» Problems to solve:
A – In the forum thread, why does bontai Joe say pizza and cheeseburgers in Luzon cost American prices? Answer in one to three sentences.
B – Could you continue the forum thread from the end of its last post?

» Given passage:
========

Very nice place, looks ideal for some piece and quiet.
The oaks look super, give the place that old plantation look.
Us New York, city folk have to drive a long way to see something
that looks like that. BTW, those are really big DOGS you have.
Glad to see you have them penned in, so they can’t run off.


----------



## bontai Joe

Stewart,
I'm planning on the northernmost part of Luzon in the mountains in a very rural area. The troubled areas of the Philippines are the southernmost islands over 750 miles away. There are over 100 tribes and over 70 different indigenious dialects spoken there on over 7000 islands, but most everybody speaks English and EVERYBODY knows what an American dollar is. I could lease a house in a suburban part of Baguio City in a mixed American neighborhood for $250 a month. Add $20 for electricity and $20 for clean water and $100 for food for a month and that is about your total cost unless you get a car or motorcycle. The local Jeepney (A kind of primative bus service) will take you 10 miles to the city for $1 and another $1 for the return trip. If you like fresh fruit, rice and fish, your diet will be healthy and cheap as that is what the locals eat. If you like Pizza and cheese burgers, you will pay American prices as that is who it is marketed at.


----------



## Stewart

Oklahoma is about as far South as I care to live. Andys part of the country is getting way too humid for my liking. I was born and raised in Colorado and it is much dryer than here! I have learned to really enjoy it here, you have to just grow where you are planted !!


----------



## balmoralboy

Beautiful Spot Andy,

That's what I always imagined Louisiana was like. And that green carpet you laid down looks like it just came off the loom. How does it stand up outdoors? I suppose with no snow you can get it dry before it rots? Must be nice not to have to mow......

Seriously, it looks like a great place, and used well. Hope you have a long time to enjoy it. Looks like your ancestors did OK on the Great Upheaval!!

BTW, the "Live Oaks" look a lot like the Oak trees we have here. Is there a difference?


----------



## Ernie

Great place Ndy, very country very comfy.. Where is our leaders Tractor?
Nice looking piece of land you have there,a Lil-Bit O Heaven. :smiles:


----------



## Live Oak

Beautiful place you have there Andy. You have some gorgeous trees. Looks like you are able to keep the Spanish moss in check too. I see you have a hefty bit of grass to cut too. How long does it take you to cut everything? My daughter is a horse person and she would love to be around all of your animals. You have some very pretty horses.

========

» Records shown:
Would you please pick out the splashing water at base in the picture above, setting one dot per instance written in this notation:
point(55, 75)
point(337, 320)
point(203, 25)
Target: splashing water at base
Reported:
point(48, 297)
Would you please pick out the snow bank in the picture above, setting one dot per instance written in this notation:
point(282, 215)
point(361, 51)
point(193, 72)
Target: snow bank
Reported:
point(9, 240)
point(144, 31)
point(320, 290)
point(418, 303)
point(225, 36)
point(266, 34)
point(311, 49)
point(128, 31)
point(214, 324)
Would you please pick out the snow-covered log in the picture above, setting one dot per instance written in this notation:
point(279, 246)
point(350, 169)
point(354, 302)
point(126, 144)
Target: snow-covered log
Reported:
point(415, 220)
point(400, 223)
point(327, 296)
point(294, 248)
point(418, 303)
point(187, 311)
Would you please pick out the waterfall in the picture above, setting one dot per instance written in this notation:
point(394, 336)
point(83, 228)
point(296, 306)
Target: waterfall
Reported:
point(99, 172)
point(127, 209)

========

» Solved problems:
A – Pizza and cheeseburgers in Luzon cost American prices because they are marketed at Americans. The locals eat fresh fruit, rice and fish, which are cheap.

B –
----------



## Chris

balmoral, I don't know about the oaks in NS. I just know that Live Oaks are routinely found in the deep south of the US. I have white, swamp, water, live, pin oak trees. I know that Live oak is not tolerant of extreme cold and is hardy for USDA Zones: 8 - 10

Chief, 
I have 5 horses total. 1 TB, 2 QH, 1 Shetland Pony, 1 Dutch WB.
I didn't take any pics of the workshop or my tractors. Will post them soon. Also didn't take any pics of the horse stuff like round pens and arena etc. Actually we own all the way down to the river below (you can see the big trees and thick folage) behind the horses. It takes me a few hours with the GT5000 on the front canopied piece, front lawn, side lawn and open pastures. On a good day with the 8N and bushhog it will take a few more hours to finish up. All together --- nearly one whole day from dawn to dust including leaf blowing, edging, weedeating, weeding and all finish work. (at least) --- BTW, only one tree has a lot of spanish moss and that is a swamp oak tree in the front. Strange but true.

With the rain the way it has been, it has been a weekly thing at least. 


Thanks for the comments and questions.
Andy


----------



## farmallmaniac

How many hours do ya got on yer GT?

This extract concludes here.